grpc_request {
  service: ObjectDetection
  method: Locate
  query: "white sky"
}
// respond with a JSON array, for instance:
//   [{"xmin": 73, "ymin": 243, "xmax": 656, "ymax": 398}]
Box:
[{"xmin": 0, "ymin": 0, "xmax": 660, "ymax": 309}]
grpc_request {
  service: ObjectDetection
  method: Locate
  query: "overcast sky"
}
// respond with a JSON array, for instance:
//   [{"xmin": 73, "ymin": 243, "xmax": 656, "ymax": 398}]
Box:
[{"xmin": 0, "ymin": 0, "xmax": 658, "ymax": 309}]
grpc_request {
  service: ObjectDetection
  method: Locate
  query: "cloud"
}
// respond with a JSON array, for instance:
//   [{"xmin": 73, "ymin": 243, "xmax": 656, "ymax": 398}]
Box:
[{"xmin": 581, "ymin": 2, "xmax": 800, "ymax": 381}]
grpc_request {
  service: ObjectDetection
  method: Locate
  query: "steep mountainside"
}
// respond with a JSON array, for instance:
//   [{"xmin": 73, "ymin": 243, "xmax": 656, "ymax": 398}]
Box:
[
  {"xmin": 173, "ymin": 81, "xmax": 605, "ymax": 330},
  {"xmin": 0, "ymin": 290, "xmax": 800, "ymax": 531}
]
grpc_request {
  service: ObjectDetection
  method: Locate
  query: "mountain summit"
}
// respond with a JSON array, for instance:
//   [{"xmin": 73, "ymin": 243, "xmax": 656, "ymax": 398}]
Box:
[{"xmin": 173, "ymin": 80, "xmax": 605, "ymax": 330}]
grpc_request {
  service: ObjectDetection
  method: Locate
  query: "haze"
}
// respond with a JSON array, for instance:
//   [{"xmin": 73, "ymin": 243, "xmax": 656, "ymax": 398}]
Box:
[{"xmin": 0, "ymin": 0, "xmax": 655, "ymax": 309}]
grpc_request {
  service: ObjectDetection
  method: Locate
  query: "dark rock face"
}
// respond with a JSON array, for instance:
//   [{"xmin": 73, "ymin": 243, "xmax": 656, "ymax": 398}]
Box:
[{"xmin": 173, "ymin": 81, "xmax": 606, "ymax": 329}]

+ + + +

**EXERCISE BRIEF**
Please count the lines in the listing above that contain the string "query", treating uppercase and lowercase as different. Reply with the number alone.

**RESPONSE**
7